Task item — Take the material below and reproduce, word for word, only the lines from the line with "Target: balcony" through the line with "Where can the red lettering".
# # # # #
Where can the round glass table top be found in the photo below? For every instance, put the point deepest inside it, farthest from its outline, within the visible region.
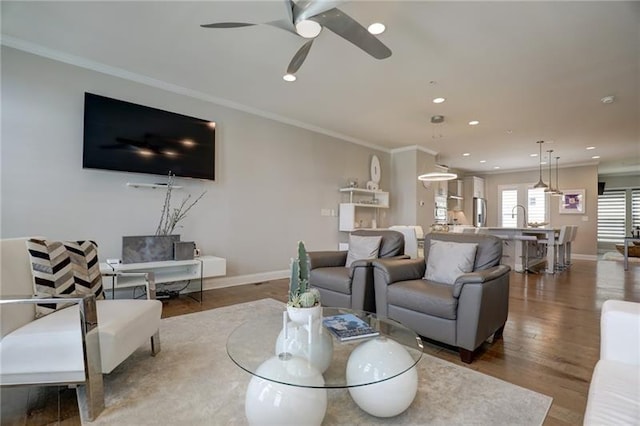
(259, 345)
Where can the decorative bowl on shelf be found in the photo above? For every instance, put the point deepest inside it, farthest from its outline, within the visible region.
(537, 224)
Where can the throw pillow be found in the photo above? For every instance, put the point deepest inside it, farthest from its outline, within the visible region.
(64, 268)
(448, 260)
(362, 248)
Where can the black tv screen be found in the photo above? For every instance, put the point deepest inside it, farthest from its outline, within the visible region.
(127, 137)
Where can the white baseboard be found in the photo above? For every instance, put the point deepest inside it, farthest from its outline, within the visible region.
(593, 257)
(212, 283)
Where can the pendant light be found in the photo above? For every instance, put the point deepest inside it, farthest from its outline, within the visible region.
(557, 193)
(540, 183)
(440, 173)
(549, 189)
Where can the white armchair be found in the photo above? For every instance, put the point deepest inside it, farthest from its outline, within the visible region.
(614, 392)
(74, 345)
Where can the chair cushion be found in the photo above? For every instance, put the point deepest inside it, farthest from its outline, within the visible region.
(488, 255)
(424, 296)
(614, 394)
(392, 241)
(335, 278)
(448, 260)
(64, 268)
(49, 349)
(362, 248)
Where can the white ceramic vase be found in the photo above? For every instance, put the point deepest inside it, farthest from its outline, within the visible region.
(375, 360)
(315, 345)
(301, 315)
(268, 402)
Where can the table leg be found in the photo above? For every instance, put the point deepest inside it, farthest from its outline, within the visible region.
(551, 256)
(626, 254)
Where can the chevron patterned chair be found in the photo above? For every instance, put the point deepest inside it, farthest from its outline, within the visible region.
(57, 328)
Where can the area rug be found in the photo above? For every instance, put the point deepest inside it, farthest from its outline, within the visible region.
(192, 381)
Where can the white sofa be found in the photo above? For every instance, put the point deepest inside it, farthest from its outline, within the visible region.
(53, 349)
(614, 393)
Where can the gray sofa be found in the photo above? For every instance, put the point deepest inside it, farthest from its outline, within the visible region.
(351, 287)
(463, 313)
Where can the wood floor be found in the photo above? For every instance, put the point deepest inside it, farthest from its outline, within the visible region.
(550, 345)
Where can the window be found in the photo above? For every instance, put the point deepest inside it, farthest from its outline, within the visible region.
(536, 205)
(534, 199)
(508, 199)
(635, 207)
(611, 216)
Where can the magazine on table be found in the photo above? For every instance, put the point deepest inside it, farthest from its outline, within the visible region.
(348, 327)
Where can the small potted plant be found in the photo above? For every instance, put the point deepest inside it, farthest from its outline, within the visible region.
(303, 301)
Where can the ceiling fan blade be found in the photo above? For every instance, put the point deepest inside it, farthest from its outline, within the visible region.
(305, 9)
(228, 25)
(349, 29)
(299, 57)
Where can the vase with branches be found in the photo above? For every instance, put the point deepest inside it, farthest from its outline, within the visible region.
(171, 216)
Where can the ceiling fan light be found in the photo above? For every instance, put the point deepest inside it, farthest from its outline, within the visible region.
(376, 28)
(308, 28)
(437, 176)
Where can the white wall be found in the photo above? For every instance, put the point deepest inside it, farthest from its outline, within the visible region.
(272, 179)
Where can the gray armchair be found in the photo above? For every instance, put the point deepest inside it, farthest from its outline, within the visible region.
(463, 313)
(351, 287)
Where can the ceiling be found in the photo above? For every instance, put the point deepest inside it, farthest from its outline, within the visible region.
(527, 71)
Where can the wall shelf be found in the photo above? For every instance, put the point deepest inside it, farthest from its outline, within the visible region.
(151, 185)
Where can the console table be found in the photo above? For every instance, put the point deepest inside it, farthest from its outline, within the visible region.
(627, 242)
(165, 272)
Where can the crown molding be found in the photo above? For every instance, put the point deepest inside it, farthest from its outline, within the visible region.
(413, 148)
(81, 62)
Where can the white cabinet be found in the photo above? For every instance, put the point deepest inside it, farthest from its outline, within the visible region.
(164, 272)
(361, 211)
(474, 186)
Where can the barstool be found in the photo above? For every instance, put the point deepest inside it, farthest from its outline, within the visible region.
(526, 240)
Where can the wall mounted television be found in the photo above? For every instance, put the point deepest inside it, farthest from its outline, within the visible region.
(127, 137)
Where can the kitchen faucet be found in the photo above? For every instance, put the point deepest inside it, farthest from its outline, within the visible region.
(524, 211)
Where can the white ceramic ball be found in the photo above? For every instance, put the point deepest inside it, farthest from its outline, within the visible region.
(376, 360)
(319, 352)
(270, 403)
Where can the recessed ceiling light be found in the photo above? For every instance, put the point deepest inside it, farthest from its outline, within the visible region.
(376, 28)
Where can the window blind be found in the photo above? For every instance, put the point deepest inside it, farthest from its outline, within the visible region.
(509, 199)
(611, 216)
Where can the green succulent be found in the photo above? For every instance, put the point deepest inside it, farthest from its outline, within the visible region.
(300, 294)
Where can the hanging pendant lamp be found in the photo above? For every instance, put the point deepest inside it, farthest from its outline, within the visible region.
(557, 193)
(549, 189)
(540, 183)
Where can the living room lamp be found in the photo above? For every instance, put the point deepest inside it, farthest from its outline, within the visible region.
(439, 174)
(540, 183)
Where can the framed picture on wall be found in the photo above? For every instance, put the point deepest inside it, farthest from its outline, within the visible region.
(572, 201)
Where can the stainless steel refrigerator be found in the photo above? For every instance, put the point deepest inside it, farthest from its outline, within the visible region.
(479, 212)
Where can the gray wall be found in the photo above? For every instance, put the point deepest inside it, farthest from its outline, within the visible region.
(585, 177)
(272, 179)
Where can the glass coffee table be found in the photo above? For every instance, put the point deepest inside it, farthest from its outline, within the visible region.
(291, 371)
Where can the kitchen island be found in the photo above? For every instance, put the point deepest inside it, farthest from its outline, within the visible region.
(520, 244)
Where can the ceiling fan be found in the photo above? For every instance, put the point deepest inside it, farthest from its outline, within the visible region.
(306, 18)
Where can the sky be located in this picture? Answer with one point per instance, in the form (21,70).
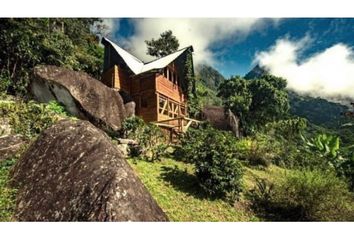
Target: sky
(315,55)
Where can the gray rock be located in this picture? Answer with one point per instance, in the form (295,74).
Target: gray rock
(73,172)
(82,95)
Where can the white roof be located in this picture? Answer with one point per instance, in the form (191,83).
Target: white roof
(138,66)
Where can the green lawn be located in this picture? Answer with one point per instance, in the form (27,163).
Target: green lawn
(176,190)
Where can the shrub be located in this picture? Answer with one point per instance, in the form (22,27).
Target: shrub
(304,196)
(7,194)
(216,167)
(150,138)
(260,150)
(346,170)
(30,118)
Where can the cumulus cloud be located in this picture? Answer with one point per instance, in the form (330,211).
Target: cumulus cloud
(328,74)
(201,33)
(106,28)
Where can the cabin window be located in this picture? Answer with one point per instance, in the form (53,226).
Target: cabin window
(163,106)
(173,110)
(144,103)
(165,72)
(171,76)
(183,110)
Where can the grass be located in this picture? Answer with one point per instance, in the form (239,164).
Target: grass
(175,188)
(7,194)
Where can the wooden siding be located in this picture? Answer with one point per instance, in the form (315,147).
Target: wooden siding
(168,88)
(117,78)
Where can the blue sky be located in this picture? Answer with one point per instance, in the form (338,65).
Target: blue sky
(234,55)
(314,55)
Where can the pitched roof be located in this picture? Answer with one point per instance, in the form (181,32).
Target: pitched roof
(137,66)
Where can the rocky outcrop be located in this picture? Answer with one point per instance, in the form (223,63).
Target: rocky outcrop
(73,172)
(10,145)
(82,95)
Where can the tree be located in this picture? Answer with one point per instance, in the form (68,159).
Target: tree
(257,101)
(166,44)
(25,43)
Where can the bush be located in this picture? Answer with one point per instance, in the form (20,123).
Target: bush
(7,194)
(216,167)
(31,118)
(304,196)
(260,150)
(151,140)
(346,170)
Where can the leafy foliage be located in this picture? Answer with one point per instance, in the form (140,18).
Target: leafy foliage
(31,118)
(149,137)
(24,43)
(216,167)
(7,194)
(209,77)
(256,102)
(304,196)
(165,45)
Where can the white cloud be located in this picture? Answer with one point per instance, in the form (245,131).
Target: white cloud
(200,33)
(106,28)
(328,74)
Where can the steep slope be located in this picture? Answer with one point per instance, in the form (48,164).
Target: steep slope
(208,80)
(317,110)
(209,76)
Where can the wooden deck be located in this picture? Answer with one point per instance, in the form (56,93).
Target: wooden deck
(174,130)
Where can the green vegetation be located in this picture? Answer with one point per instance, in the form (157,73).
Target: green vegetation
(7,194)
(304,196)
(166,44)
(209,77)
(31,118)
(255,102)
(150,139)
(25,43)
(175,188)
(217,169)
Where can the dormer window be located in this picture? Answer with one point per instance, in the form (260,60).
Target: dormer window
(171,75)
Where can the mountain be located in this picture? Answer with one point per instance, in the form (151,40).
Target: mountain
(317,110)
(256,72)
(209,76)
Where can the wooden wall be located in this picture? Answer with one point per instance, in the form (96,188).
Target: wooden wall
(169,89)
(116,77)
(143,91)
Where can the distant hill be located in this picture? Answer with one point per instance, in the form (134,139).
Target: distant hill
(256,72)
(208,79)
(209,76)
(317,110)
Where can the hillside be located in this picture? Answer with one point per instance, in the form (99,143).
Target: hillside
(209,76)
(318,111)
(208,79)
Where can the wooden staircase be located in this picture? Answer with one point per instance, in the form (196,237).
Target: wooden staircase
(183,123)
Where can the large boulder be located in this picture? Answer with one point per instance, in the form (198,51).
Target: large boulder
(73,172)
(10,145)
(82,95)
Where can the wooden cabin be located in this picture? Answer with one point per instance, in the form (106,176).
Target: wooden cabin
(156,87)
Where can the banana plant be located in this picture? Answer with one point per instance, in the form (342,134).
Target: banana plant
(327,145)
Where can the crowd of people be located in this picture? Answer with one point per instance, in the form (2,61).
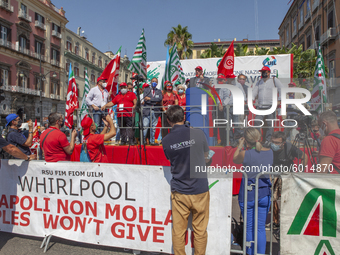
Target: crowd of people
(188,194)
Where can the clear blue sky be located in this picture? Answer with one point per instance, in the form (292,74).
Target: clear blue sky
(110,24)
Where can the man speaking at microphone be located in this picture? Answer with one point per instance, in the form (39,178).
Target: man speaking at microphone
(199,79)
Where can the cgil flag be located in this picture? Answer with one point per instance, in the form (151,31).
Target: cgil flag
(226,66)
(111,73)
(173,68)
(138,62)
(84,109)
(71,99)
(319,93)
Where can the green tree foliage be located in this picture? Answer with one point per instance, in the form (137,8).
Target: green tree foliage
(182,38)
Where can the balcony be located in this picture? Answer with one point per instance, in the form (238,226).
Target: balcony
(301,25)
(315,5)
(314,46)
(6,6)
(40,25)
(56,34)
(55,62)
(329,35)
(24,15)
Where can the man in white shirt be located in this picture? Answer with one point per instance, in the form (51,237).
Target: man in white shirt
(263,92)
(97,98)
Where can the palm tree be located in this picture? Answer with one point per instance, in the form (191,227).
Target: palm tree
(213,51)
(182,38)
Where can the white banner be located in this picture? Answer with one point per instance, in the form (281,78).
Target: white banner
(310,206)
(280,65)
(124,206)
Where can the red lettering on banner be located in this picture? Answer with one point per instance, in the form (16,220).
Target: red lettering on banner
(110,212)
(80,224)
(22,203)
(14,218)
(144,236)
(13,200)
(168,219)
(121,231)
(62,223)
(156,234)
(50,221)
(80,210)
(4,221)
(141,220)
(92,208)
(63,206)
(130,236)
(27,220)
(47,200)
(153,217)
(98,222)
(36,205)
(3,201)
(134,213)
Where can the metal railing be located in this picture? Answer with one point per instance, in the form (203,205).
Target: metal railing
(22,14)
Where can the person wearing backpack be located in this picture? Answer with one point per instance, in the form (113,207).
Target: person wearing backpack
(54,143)
(17,138)
(93,149)
(330,146)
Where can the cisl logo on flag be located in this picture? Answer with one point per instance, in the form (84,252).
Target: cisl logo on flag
(317,216)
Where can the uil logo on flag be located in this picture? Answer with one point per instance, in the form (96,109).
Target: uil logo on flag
(229,63)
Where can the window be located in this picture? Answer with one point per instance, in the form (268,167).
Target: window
(23,9)
(317,33)
(301,17)
(4,77)
(76,71)
(87,56)
(39,47)
(308,41)
(69,46)
(55,28)
(330,19)
(39,18)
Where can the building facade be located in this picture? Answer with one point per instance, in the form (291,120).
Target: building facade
(31,58)
(199,48)
(309,23)
(82,55)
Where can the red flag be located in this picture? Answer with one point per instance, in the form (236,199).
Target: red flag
(226,66)
(111,73)
(71,99)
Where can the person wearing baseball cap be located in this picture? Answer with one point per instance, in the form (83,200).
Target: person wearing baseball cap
(227,103)
(199,80)
(95,142)
(263,92)
(126,102)
(96,98)
(15,137)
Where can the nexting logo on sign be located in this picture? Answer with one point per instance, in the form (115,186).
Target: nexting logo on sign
(270,61)
(318,202)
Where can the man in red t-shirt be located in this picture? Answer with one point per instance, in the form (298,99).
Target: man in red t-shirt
(95,142)
(126,102)
(54,143)
(330,145)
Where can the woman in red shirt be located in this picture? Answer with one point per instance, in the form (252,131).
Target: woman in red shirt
(181,96)
(169,98)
# # # # #
Your response —
Target: balcony
(301,25)
(315,5)
(314,46)
(6,6)
(40,25)
(56,34)
(55,62)
(329,35)
(24,15)
Where can the man in white shirt be located in this picture? Answer with one point per instance, in the form (51,237).
Target: man in white shirt
(263,92)
(97,98)
Where can the palm tree be located in this picture? Answer with one point per instance, in the form (191,227).
Target: palm tree
(213,51)
(182,38)
Where can the white banner be located in this picture? Answer with one point per instance, in the form (281,78).
Target: white banner
(310,206)
(280,65)
(124,206)
Where can the red lettering on banner be located in this picture? Answer with one point per instance, in the form (16,220).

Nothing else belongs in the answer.